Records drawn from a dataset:

++++++

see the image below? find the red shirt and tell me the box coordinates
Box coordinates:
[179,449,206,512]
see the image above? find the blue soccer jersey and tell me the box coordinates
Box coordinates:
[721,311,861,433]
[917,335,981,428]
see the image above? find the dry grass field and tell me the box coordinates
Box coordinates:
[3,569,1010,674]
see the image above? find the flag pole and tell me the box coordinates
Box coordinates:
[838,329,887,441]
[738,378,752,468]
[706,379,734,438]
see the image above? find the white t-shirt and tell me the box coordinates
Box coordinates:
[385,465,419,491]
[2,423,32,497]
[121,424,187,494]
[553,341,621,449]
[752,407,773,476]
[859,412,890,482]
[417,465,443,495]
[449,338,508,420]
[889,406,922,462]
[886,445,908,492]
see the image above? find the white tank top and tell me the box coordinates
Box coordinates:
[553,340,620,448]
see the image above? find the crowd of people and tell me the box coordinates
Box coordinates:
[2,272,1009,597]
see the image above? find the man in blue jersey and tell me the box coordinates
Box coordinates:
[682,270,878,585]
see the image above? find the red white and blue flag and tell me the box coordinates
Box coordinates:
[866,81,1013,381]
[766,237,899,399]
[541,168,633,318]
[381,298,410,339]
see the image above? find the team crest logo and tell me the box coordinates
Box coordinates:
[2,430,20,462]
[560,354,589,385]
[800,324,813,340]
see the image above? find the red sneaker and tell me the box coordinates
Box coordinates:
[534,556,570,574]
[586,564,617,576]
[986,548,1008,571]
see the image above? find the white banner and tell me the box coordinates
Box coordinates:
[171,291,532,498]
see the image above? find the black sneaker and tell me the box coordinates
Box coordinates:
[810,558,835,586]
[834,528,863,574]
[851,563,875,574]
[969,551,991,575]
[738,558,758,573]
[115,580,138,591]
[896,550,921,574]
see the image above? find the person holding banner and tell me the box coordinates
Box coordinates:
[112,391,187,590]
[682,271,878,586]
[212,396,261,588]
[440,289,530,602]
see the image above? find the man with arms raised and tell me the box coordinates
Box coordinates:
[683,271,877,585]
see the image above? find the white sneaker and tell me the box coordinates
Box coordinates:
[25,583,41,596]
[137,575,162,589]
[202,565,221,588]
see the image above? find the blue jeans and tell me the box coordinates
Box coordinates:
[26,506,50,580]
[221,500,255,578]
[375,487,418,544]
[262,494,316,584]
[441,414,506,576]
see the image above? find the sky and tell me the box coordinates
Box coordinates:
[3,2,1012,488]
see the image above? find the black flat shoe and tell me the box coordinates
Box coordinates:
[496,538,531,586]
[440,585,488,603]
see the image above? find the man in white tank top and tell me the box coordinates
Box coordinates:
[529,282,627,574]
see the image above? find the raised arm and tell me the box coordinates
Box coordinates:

++++++

ASSIGNMENT:
Return the entries above unchanged, starting at the first line and stopping after the line with "see the image above? find the white t-shirt".

ANSWER BOX:
see the image below? find the red shirt and tell me the box coordinates
Box coordinates:
[179,449,206,512]
see the image above? find the blue soccer jersey and tell me the box coordinates
Box coordinates:
[721,311,861,433]
[917,335,981,428]
see the image above? find the dry grass field and tell me the box coordinates
Box coordinates:
[3,569,1010,674]
see the image above? find the flag pole and tell me the box coordinates
Box coordinates:
[838,329,887,441]
[738,378,752,468]
[706,379,734,438]
see the image above? find the white t-shirt and tell me the box coordinates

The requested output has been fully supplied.